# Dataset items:
'''

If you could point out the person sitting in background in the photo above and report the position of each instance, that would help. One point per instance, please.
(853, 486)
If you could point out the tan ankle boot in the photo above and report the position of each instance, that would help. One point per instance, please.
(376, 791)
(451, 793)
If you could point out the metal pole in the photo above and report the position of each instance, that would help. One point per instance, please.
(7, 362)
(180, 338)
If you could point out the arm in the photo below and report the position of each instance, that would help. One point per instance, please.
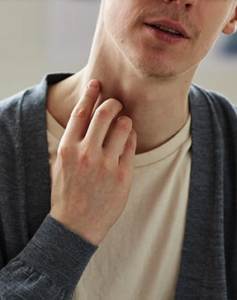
(49, 267)
(91, 181)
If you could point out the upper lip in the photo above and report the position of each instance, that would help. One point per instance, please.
(171, 25)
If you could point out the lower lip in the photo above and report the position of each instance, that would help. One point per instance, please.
(166, 37)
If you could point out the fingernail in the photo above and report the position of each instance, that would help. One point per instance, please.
(93, 83)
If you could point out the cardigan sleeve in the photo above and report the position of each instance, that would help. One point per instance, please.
(49, 267)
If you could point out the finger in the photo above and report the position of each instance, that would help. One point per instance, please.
(80, 116)
(128, 155)
(118, 137)
(101, 122)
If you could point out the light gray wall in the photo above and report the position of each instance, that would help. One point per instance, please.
(42, 36)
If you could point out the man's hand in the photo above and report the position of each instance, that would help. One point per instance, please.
(92, 174)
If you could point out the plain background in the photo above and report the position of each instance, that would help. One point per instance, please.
(45, 36)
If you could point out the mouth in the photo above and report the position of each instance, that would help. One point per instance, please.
(169, 28)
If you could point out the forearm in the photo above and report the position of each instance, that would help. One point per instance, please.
(49, 267)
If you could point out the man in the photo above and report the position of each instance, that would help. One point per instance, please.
(165, 218)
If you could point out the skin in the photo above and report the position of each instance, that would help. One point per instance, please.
(150, 78)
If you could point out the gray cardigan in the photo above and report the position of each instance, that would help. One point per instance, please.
(41, 259)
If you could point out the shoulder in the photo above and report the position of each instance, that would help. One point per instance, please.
(213, 101)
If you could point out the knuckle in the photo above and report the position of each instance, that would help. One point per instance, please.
(122, 175)
(85, 158)
(79, 112)
(103, 112)
(131, 145)
(63, 151)
(124, 124)
(113, 101)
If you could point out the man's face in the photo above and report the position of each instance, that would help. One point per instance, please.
(130, 26)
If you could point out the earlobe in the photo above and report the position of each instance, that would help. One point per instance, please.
(231, 26)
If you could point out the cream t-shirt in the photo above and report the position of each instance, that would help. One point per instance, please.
(140, 257)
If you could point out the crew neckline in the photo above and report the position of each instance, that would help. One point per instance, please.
(143, 159)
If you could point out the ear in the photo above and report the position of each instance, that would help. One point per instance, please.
(231, 26)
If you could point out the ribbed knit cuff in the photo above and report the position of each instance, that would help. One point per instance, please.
(58, 252)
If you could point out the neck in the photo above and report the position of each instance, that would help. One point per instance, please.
(158, 106)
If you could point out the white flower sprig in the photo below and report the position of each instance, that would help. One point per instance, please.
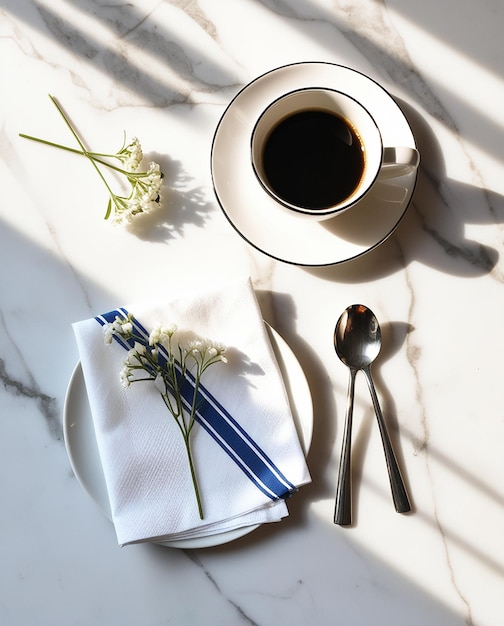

'''

# ACTION ITEM:
Nothing but the lines from the line containing "If you could point out the ribbed" through the end of the records belongs in the answer, written out exactly, both ends included, without pictures.

# EXPECTED ANSWER:
If you could point out the ribbed knit cuff in the photo above and report the position of each instance, that would help. One point per instance, please.
(58, 252)
If you could point out the neck in the photo above and report the position of each instance, that would help. One point per instance, please.
(158, 106)
If you could point out the white flower sprig in the photo below and report the position of each instance, that would help. One point per instance, please.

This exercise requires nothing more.